◆ Assignment
Starting with the line that has "Then the component", retype each line down to the end of the entries below, without leaving any out or adding any.

◆ Task data
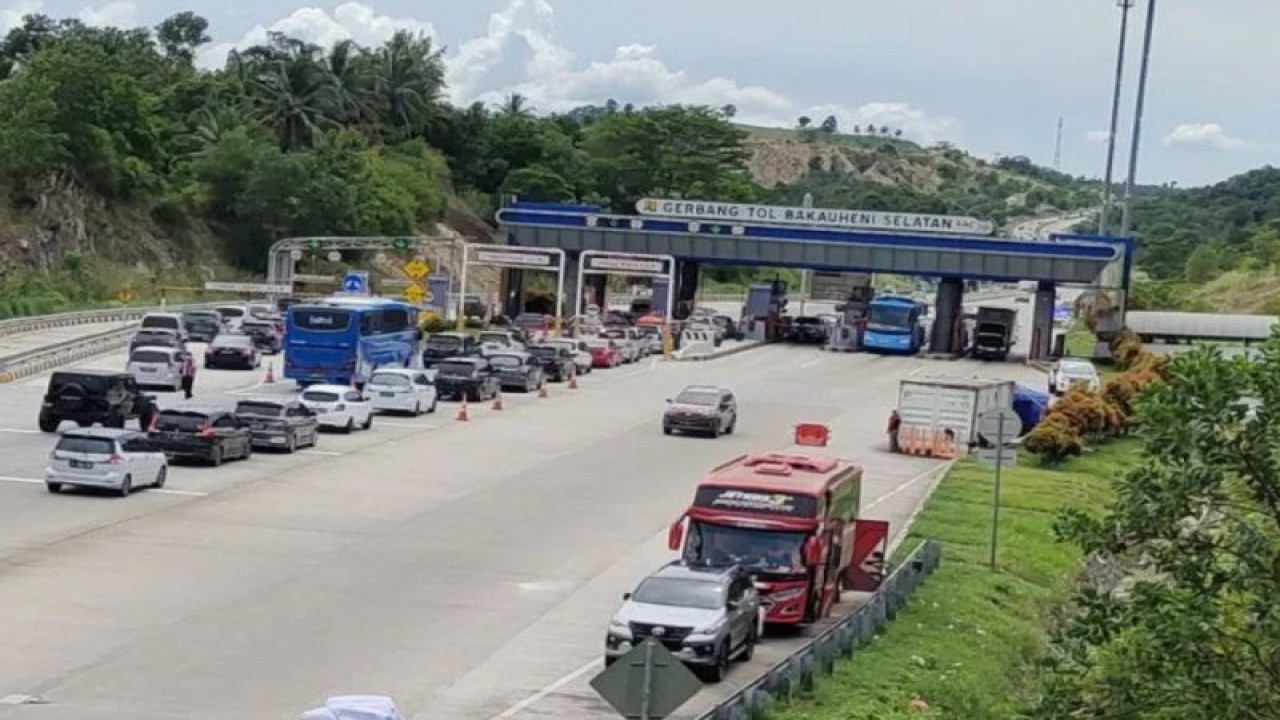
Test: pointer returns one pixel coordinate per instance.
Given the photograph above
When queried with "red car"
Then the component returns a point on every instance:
(604, 352)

◆ Response
Then the component returns a point on every instance:
(604, 352)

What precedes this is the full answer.